◆ **ВЫБРАННЫЙ ОТРЫВОК**:
Но правильная интерпретация невозможна, если о состоянии ребенка рассказывает третий человек, не включенный самым ребенком в сеанс. Это нарушает курс лечения, блокируя ребенка от сферы учреждения, где он находится (или семейной сферы, если он живет с родителями), или школы. Только слушание в трансфере позволяет интерпретировать и объяснить ребенку то, что с ним происходит. Вот почему врач-психоаналитик никогда не расспрашивает нянечек (или в других обстоятельствах – родителей) о наличии и проявлении болезненного симптома. То, что считают полезным сообщить о теле ребенка и его состоянии, формулируют и произносят в его присутствии, эта информация при нем записывается в досье (то есть у нее остается и письменный след), но все эти слова ни в коем случае не должны быть обращены к ребенку до того момента, пока он тем или иным способом не даст понять, что сам хочет об этом говорить.

Совсем иное происходит, когда нянечка сообщает информацию о социальном статусе ребенка или его родителей (то есть, когда речь идет об усыновлении, помещении в определенное учреждение, о юридическом решении, принятом в пользу ребенка). В этом случае, когда прямо и словесно формулируют решения, касающиеся тела ребенка и его взаимоотношений с обществом, такая информация превращает его в субъект этих разговоров и помогает ему примириться с данным решением.

Флер, дитя помойки

Прохладным днем, прогуливаясь по городскому саду, какой-то господин нашел новорожденную девочку, завернутую в розовые пеленки и засунутую в пластиковый мешок для мусора. Увидевшая это женщина отнесла малышку в полицейский участок, откуда ее отправили в больницу. Температура у нее была 35,5 градусов, а вес – 2 600 граммов. Левая ключица у нее оказалась сломанной, а пуповина аккуратно перерезанной. Врачи установили, что она родилась всего несколько дней назад. Ее назвали Флер[6]6
  Флер /feur/ – цветок по-французски. /Прим. перев./


[Закрыть]
.

Спустя тринадцать дней после того, как ее нашли, она поступила в ясли.

Ко всеобщему удивлению, девочка была вполне здорова. По закону она с первого же дня стала воспитанницей государства и власти принимали все меры, чтобы разыскать бросивших ее родителей.

Она оставалась здорова еще с месяц. После чего ее состояние в несколько дней резко ухудшилось: усилились до этого слабые хрипы в бронхах и кашель. У девочки начался бронхит, она стала задыхаться и на «скорой помощи» ее отвезли в больницу, в отделение реанимации.

Ясельная нянечка ежедневно навещает Флер в больнице и, по ее мнению, девочка чувствует себя плохо – она часто запрокидывает головку назад и не может произвести ни звука из-за интубации.

◆ **ПРИВЕДЕННЫЕ ЗАПИСИ**:
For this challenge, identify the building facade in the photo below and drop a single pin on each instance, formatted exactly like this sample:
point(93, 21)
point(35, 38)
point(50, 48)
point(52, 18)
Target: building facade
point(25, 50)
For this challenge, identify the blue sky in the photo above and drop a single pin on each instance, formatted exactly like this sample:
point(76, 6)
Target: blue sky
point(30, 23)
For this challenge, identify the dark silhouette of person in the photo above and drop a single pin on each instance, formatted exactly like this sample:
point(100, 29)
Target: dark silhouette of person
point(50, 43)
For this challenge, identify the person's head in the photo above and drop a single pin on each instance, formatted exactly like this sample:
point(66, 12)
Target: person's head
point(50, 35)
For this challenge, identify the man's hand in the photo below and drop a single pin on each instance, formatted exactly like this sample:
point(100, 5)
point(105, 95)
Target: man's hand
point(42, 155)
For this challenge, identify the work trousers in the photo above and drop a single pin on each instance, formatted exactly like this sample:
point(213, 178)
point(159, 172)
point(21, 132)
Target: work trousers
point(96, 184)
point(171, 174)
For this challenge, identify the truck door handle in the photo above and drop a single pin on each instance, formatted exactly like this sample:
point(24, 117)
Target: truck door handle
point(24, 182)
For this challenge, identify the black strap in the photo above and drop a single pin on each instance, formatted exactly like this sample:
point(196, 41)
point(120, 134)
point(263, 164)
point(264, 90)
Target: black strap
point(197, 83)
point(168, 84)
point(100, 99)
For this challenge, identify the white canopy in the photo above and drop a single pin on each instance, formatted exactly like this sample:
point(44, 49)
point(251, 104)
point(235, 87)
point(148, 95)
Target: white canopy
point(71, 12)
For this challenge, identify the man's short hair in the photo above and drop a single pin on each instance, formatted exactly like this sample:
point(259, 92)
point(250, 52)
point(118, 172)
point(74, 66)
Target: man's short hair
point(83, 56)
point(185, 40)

◆ **ЗАДАНИЕ**:
Перепишите из отрывка дословно фрагмент: начните со слов «Спустя тринадцать дней» и остановитесь после слов «бросивших ее родителей.». Записи для этого задания значения не имеют.

◆ **ОТВЕТ**:
Спустя тринадцать дней после того, как ее нашли, она поступила в ясли.

Ко всеобщему удивлению, девочка была вполне здорова. По закону она с первого же дня стала воспитанницей государства и власти принимали все меры, чтобы разыскать бросивших ее родителей.